>>>
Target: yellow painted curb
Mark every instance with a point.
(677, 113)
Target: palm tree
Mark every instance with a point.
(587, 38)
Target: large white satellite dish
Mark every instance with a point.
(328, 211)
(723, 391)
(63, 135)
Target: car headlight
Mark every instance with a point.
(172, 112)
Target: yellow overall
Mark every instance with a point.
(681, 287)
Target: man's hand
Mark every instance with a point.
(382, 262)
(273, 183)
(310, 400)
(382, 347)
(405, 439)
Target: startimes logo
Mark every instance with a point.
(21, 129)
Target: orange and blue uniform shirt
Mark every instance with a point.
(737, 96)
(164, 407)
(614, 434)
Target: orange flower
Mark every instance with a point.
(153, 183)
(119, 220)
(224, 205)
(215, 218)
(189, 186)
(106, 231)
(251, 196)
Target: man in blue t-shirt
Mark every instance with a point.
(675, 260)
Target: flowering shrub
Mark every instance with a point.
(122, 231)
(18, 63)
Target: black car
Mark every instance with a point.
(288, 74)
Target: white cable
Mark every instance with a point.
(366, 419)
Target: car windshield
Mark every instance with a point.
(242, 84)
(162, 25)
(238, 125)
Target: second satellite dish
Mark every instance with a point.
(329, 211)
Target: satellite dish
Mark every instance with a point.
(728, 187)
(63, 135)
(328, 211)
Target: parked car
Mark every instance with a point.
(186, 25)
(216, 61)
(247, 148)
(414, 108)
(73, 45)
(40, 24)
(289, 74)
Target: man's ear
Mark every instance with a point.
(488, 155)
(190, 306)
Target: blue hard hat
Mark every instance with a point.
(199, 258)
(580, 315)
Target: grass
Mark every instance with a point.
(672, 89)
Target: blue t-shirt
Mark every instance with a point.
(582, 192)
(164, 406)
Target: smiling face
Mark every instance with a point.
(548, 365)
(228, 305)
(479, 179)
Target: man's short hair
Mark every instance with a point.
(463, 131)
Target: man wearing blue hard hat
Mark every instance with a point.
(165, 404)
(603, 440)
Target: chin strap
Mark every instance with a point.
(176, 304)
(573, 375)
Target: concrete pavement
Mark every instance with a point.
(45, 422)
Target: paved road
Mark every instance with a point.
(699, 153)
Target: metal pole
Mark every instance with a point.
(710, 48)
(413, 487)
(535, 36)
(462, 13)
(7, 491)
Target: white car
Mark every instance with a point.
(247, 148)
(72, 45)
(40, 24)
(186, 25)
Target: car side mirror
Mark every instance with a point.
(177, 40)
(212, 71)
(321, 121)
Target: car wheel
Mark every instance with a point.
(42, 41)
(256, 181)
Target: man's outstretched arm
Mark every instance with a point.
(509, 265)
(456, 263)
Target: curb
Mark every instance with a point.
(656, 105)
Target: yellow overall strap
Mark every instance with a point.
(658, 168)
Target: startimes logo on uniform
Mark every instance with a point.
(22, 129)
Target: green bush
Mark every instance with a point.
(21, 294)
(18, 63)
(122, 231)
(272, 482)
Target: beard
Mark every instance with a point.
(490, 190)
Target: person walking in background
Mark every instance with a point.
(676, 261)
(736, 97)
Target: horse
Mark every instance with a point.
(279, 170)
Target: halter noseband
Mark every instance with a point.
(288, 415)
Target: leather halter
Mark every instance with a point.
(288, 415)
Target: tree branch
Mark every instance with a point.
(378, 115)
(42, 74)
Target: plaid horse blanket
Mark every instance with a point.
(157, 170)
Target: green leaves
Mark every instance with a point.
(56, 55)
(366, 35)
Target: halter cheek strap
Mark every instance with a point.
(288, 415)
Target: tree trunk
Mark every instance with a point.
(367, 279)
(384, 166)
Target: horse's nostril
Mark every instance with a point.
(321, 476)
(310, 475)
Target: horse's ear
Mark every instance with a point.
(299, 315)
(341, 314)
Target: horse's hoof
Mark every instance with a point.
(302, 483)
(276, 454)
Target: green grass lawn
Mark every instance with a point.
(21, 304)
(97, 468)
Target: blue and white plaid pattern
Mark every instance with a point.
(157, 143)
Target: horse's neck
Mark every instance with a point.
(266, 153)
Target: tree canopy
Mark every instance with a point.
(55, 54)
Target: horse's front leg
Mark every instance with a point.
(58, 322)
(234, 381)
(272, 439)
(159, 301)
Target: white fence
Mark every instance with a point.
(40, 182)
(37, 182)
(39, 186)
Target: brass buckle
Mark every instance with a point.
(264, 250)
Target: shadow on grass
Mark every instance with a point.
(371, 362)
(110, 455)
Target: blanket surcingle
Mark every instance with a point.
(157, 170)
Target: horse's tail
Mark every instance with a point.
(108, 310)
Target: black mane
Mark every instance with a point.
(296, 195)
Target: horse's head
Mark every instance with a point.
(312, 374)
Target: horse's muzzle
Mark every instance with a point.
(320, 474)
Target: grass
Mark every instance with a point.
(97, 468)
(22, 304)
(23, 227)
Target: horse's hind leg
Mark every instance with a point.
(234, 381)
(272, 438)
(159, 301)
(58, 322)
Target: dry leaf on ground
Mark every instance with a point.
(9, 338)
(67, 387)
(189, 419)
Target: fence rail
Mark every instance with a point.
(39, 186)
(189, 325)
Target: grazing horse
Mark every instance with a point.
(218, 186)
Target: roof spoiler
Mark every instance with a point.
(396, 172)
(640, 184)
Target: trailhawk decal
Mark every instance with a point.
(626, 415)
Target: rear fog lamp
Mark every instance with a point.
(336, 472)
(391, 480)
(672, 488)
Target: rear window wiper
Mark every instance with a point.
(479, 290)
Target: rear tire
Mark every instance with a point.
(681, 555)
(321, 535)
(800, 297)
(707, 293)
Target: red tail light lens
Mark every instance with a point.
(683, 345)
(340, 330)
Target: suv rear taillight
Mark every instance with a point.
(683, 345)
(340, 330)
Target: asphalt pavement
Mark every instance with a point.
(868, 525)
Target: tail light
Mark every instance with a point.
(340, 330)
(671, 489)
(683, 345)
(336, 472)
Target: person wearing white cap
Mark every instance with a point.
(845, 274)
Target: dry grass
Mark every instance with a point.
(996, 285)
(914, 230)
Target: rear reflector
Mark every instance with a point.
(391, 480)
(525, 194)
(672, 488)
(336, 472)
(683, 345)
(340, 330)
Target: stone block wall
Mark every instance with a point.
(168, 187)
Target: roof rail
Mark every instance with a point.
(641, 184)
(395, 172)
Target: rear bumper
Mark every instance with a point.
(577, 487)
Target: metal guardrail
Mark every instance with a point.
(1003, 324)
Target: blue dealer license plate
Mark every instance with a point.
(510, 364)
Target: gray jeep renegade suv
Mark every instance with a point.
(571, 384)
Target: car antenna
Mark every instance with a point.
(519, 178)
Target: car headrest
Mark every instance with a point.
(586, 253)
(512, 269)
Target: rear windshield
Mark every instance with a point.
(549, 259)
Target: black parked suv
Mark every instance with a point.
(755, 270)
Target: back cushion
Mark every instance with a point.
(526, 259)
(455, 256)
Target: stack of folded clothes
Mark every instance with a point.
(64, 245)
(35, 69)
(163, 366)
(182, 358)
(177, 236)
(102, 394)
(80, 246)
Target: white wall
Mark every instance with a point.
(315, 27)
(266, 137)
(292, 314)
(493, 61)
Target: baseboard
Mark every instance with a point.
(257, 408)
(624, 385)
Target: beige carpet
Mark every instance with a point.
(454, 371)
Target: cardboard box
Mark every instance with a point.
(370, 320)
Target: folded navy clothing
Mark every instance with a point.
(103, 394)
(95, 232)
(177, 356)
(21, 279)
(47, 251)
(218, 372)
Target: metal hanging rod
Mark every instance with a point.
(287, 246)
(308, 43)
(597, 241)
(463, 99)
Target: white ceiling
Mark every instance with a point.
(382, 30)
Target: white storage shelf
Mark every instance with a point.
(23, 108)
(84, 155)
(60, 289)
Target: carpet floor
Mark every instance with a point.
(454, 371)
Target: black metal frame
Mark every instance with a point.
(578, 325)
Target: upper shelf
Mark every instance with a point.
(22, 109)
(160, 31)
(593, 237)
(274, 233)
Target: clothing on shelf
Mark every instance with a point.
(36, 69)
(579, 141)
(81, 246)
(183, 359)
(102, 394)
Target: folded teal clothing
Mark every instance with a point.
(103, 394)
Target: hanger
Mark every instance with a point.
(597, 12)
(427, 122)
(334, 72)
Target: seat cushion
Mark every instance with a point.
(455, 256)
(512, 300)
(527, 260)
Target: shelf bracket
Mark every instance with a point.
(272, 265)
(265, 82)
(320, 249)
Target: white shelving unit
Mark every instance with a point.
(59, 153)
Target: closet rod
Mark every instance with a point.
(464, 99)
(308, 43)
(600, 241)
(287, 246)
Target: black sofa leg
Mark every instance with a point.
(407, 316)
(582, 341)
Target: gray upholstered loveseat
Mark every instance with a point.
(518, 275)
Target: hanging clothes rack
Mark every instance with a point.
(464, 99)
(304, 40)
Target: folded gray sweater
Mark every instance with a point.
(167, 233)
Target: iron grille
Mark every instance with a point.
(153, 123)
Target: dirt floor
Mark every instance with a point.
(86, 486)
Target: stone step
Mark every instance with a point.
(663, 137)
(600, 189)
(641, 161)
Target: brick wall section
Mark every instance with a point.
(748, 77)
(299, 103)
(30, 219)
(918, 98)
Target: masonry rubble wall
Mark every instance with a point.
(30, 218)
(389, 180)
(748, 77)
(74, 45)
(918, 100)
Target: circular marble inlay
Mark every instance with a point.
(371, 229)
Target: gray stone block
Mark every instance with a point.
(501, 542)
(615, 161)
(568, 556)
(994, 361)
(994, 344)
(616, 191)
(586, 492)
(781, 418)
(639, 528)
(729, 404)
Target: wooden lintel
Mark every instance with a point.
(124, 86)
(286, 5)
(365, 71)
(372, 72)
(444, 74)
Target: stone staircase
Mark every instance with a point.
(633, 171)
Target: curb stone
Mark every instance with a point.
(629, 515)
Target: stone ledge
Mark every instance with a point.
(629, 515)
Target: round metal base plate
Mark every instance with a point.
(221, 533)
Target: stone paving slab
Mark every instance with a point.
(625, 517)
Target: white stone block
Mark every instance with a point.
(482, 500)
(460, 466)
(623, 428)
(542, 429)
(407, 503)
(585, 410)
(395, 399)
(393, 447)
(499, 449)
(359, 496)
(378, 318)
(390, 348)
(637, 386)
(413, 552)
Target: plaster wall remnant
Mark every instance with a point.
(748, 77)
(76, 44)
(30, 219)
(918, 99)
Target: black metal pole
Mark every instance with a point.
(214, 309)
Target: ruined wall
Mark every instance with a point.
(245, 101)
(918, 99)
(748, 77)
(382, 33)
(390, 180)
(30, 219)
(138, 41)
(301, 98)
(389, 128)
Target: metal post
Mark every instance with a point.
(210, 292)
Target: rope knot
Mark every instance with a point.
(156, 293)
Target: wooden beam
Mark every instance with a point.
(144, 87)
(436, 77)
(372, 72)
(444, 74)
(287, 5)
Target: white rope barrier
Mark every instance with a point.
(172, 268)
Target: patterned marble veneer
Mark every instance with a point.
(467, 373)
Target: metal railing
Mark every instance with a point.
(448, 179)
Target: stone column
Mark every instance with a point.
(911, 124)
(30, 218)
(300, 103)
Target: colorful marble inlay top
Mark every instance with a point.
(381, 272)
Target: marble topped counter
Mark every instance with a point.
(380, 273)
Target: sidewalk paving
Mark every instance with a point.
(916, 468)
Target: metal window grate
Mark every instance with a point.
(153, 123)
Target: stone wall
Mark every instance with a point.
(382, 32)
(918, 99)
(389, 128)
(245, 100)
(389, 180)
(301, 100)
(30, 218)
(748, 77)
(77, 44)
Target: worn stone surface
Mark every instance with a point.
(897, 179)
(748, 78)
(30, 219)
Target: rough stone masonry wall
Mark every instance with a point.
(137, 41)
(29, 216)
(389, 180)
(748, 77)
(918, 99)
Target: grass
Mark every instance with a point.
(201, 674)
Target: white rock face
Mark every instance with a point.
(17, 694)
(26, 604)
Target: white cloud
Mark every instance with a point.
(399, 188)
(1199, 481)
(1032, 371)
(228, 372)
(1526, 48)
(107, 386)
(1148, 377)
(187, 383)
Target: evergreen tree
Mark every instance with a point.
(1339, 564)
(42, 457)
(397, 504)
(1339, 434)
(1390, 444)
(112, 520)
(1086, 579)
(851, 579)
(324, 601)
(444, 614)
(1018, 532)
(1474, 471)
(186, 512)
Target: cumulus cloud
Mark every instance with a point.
<<<
**WHAT YOU HAVE TO DO**
Beginning at the line with "Target: palm tree" and stopping after the line with "Target: orange and blue uniform shirt", please write out every line of the data above exactly and nothing else.

**TASK OUTPUT**
Target: palm tree
Mark every instance with a point.
(587, 38)
Target: large white satellite dish
Mark every instance with a point.
(328, 211)
(723, 391)
(63, 135)
Target: car headlight
Mark every instance with a point.
(172, 112)
Target: yellow overall
Mark every instance with a point.
(681, 287)
Target: man's hand
Mark every instance with a point.
(382, 262)
(273, 183)
(310, 400)
(382, 347)
(405, 439)
Target: startimes logo
Mark every instance with a point.
(21, 129)
Target: orange and blue uniform shirt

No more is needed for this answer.